Below are some records. Say in a single number how many of their lines include the word "building".

[[ Exercise data open ]]

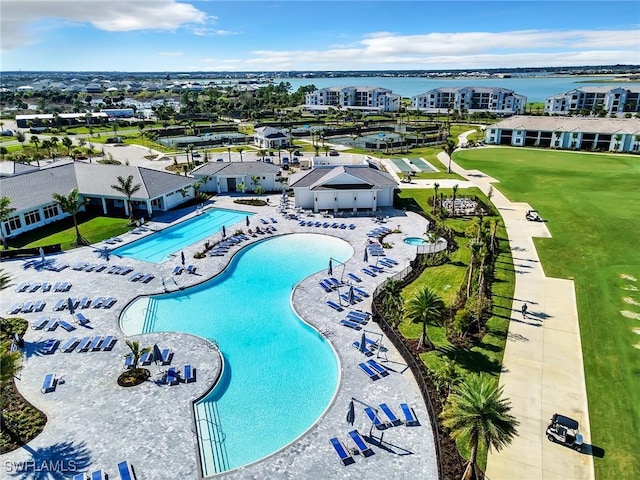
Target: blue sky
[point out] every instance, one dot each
(172, 35)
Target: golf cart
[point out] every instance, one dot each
(564, 430)
(533, 216)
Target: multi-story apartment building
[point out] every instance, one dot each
(584, 100)
(374, 99)
(499, 101)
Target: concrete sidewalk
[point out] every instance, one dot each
(542, 369)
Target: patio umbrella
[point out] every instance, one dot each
(351, 414)
(72, 309)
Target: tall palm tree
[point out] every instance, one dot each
(72, 204)
(425, 307)
(477, 414)
(128, 189)
(5, 212)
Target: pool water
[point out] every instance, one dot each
(163, 245)
(280, 374)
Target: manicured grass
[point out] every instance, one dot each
(592, 206)
(445, 280)
(94, 230)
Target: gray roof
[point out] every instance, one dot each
(32, 189)
(236, 168)
(321, 178)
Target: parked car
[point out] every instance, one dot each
(564, 430)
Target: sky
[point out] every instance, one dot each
(286, 35)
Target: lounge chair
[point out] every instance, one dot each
(335, 306)
(390, 415)
(189, 374)
(49, 383)
(341, 450)
(50, 346)
(373, 416)
(126, 471)
(108, 343)
(410, 419)
(66, 325)
(350, 324)
(354, 277)
(81, 319)
(70, 345)
(360, 443)
(367, 369)
(378, 368)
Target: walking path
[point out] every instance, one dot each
(542, 368)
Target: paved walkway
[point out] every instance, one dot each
(542, 369)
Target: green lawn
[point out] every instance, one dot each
(94, 230)
(592, 205)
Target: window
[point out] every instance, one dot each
(32, 217)
(50, 211)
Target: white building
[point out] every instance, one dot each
(614, 101)
(603, 134)
(500, 101)
(374, 99)
(31, 192)
(343, 187)
(229, 177)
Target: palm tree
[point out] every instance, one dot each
(425, 307)
(72, 204)
(5, 212)
(127, 188)
(136, 351)
(477, 415)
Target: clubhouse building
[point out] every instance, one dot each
(31, 192)
(593, 134)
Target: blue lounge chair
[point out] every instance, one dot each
(360, 443)
(390, 415)
(189, 373)
(373, 416)
(367, 369)
(108, 343)
(350, 324)
(378, 368)
(69, 345)
(49, 383)
(341, 450)
(126, 471)
(50, 346)
(66, 325)
(354, 277)
(410, 419)
(335, 306)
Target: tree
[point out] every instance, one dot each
(425, 307)
(5, 212)
(477, 415)
(128, 189)
(72, 204)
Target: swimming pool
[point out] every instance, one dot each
(161, 246)
(280, 374)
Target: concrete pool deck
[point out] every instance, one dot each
(96, 424)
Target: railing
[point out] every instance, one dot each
(418, 369)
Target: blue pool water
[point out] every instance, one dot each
(162, 245)
(280, 374)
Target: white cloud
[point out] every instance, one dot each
(18, 16)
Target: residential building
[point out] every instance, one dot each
(373, 99)
(31, 192)
(615, 101)
(343, 187)
(577, 133)
(499, 101)
(229, 177)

[[ Exercise data closed ]]

● **Response to this exercise**: 4